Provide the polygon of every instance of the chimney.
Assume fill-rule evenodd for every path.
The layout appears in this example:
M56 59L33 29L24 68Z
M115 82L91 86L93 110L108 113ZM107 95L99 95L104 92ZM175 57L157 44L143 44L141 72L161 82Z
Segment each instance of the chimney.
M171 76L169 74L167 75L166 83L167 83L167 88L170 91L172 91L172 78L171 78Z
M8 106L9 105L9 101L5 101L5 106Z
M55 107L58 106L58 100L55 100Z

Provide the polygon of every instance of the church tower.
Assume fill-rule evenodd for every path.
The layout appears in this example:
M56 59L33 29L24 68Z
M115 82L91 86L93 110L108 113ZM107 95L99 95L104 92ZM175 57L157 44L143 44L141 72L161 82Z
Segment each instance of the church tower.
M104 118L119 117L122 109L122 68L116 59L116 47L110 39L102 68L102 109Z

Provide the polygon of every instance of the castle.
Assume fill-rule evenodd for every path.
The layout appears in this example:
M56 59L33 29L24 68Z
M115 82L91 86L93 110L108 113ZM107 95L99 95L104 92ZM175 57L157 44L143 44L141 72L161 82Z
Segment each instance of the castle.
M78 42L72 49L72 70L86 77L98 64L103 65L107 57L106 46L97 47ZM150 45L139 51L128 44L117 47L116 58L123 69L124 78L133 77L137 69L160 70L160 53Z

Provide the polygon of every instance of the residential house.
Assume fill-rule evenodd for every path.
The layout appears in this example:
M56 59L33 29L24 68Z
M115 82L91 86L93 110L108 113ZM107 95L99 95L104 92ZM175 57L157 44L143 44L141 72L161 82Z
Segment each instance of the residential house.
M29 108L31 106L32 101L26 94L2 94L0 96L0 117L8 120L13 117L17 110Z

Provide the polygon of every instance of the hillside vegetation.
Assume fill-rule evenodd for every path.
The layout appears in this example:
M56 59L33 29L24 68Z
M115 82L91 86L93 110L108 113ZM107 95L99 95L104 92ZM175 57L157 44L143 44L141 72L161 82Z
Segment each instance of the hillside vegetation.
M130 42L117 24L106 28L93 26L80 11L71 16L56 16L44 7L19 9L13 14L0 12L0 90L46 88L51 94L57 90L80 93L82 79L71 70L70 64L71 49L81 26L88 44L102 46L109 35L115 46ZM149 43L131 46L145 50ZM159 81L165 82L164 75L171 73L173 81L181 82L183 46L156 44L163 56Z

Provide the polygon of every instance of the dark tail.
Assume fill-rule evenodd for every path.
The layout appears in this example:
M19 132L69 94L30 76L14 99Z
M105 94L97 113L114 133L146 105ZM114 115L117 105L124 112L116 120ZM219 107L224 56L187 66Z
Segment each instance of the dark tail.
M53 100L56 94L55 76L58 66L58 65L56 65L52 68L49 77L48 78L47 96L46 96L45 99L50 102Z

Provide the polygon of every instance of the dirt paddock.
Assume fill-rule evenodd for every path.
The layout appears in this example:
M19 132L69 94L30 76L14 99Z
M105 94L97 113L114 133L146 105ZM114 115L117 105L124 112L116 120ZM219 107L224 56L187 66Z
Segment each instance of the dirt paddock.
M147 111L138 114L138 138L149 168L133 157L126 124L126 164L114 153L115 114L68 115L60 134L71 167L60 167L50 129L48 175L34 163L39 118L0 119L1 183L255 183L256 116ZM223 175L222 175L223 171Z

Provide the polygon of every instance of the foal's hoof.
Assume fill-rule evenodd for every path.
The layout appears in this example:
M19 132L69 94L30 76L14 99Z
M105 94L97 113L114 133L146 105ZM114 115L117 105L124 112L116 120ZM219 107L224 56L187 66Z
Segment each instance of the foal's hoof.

*TO DO:* Can you write out all of the lines above again, swapping every "evenodd" for "nonzero" and leaving everything else unchanged?

*SOLUTION TO THE EXERCISE:*
Provide the polygon of every instance of the chimney.
Assume fill-rule nonzero for every path.
The layout appears in this example:
M56 59L33 29L24 68Z
M115 82L91 86L93 110L108 113ZM107 95L99 95L104 92ZM175 57L157 44L143 44L141 72L161 82Z
Segment each instance of the chimney.
M171 76L169 74L167 75L166 83L167 83L167 88L170 91L172 91L172 78L171 78Z
M8 106L9 105L9 101L5 101L5 106Z
M55 107L58 106L58 100L55 100Z

Provide the polygon of every instance of the church tower.
Assume fill-rule nonzero for every path.
The layout appears in this example:
M56 59L33 29L24 68Z
M115 82L91 86L93 110L108 113ZM107 95L99 95L104 92ZM175 57L157 44L143 44L141 72L161 82Z
Segment each instance of the church tower.
M104 118L119 117L122 109L122 68L116 59L116 47L110 39L102 68L102 109Z

Provide the polygon of every instance of the castle.
Assume fill-rule nonzero for every path.
The layout appears in this example:
M56 59L33 29L24 68Z
M115 82L91 86L93 110L108 113ZM107 95L99 95L104 92ZM175 57L157 44L143 44L141 72L161 82Z
Segment each instance of the castle.
M78 42L72 49L72 70L86 77L98 64L103 65L107 57L106 46L97 47ZM150 45L139 51L128 44L117 47L116 58L123 69L124 78L133 77L137 69L160 70L160 53Z

Provide the polygon of every instance of the residential house.
Assume fill-rule nonzero for every path.
The layout appears in this example:
M56 59L33 29L24 68Z
M115 82L91 86L93 110L108 113ZM107 95L99 95L104 92ZM175 57L157 44L143 44L141 72L161 82Z
Segment each instance of the residential house.
M29 108L31 106L32 101L26 94L2 94L0 96L0 117L8 120L13 117L17 110Z

Provide the polygon of every instance of the hillside vegetation.
Assume fill-rule nonzero for every path.
The layout appears in this example:
M56 59L33 29L24 68Z
M115 82L91 86L93 110L108 113ZM107 95L99 95L104 92ZM175 57L157 44L143 44L141 72L161 82Z
Segment each instance of the hillside vegetation.
M130 42L117 24L106 28L93 26L80 11L71 16L56 16L44 7L19 9L13 14L0 12L0 90L46 88L51 94L57 90L80 93L82 79L71 70L70 64L71 49L81 26L88 44L102 46L109 35L115 46ZM149 43L131 46L145 50ZM159 81L165 82L164 75L171 73L173 81L181 82L183 46L156 44L163 56Z

Provide the polygon of every instance of the dark tail.
Assume fill-rule nonzero for every path.
The layout appears in this example:
M19 132L69 94L30 76L14 99Z
M105 94L97 113L114 133L146 105ZM114 115L117 105L124 112L116 120ZM219 107L224 56L187 66Z
Segment each instance of the dark tail.
M53 100L56 94L55 76L58 66L58 65L56 65L52 68L49 77L48 78L47 96L46 96L45 99L50 102Z

Provide the polygon of every instance of the dirt paddock.
Assume fill-rule nonzero for every path.
The layout appears in this example:
M19 132L69 94L30 76L14 99Z
M105 94L97 113L114 133L146 105ZM114 115L117 105L124 112L116 120ZM219 107L224 56L187 66Z
Segment each instance of the dirt paddock.
M147 111L138 114L138 138L149 168L133 157L126 124L126 164L114 153L115 114L68 115L60 134L71 167L60 167L50 129L48 175L34 163L39 118L0 119L1 183L255 183L256 116ZM223 175L222 175L223 171Z

Provide the polygon of every instance of the foal's hoof.
Assume fill-rule nonzero for every path.
The layout appears in this example:
M19 132L69 94L30 76L14 99Z
M105 94L97 113L114 133L146 105ZM114 115L117 105L124 112L116 120ZM219 107L224 56L187 66Z
Segment each instance of the foal's hoof.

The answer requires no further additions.